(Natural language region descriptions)

════════════════════

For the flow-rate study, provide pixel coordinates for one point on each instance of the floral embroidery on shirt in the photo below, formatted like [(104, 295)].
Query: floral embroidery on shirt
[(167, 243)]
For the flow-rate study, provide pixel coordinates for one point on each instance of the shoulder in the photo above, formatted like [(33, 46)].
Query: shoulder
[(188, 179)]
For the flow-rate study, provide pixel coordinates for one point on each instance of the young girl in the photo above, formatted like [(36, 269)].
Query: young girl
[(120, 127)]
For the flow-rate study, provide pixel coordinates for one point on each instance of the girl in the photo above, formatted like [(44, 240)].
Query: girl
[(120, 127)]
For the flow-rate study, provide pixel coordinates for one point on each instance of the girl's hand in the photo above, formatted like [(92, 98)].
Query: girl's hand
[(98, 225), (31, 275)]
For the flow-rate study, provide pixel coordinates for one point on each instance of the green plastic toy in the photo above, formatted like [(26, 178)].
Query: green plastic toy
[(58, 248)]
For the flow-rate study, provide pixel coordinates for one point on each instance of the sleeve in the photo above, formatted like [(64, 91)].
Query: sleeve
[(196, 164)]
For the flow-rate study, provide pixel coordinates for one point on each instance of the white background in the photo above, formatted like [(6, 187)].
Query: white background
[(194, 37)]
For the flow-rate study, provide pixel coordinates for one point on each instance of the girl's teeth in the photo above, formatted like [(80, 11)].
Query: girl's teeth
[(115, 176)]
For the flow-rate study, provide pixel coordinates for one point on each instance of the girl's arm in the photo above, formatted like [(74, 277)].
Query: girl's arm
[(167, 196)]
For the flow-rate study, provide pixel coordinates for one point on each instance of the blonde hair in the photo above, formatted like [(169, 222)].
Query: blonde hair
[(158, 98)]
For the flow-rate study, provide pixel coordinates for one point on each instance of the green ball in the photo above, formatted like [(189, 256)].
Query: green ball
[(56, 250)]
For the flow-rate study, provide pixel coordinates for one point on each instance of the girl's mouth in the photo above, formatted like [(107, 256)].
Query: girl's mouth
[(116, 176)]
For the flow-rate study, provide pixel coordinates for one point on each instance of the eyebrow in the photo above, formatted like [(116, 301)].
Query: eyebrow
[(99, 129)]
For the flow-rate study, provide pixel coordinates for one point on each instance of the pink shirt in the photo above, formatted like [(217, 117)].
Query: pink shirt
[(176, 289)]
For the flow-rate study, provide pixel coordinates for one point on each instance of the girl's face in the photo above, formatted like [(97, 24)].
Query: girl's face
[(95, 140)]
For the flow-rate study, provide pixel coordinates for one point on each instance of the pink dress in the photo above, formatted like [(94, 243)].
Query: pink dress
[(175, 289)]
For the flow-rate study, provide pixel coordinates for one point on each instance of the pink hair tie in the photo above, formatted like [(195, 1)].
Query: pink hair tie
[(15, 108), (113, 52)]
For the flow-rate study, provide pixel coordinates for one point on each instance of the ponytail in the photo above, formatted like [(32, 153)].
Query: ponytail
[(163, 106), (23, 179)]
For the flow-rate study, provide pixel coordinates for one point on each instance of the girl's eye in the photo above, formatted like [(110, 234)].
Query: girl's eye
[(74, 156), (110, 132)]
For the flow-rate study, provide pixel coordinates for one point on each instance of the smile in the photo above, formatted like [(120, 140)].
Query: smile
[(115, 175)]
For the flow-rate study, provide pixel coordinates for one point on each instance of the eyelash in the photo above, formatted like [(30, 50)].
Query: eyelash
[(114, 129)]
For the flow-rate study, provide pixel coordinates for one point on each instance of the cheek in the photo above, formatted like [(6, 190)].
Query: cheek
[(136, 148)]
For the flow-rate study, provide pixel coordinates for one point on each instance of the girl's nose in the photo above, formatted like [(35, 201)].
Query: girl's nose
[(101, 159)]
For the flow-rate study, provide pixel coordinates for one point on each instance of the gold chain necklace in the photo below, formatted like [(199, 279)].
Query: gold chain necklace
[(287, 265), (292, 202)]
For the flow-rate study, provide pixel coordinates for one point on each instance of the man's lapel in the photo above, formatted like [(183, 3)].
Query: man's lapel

════════════════════

WHAT YOU HAVE TO DO: Only a number is expected here: how many lines of the records above contain "lapel".

WRITTEN RESPONSE: 2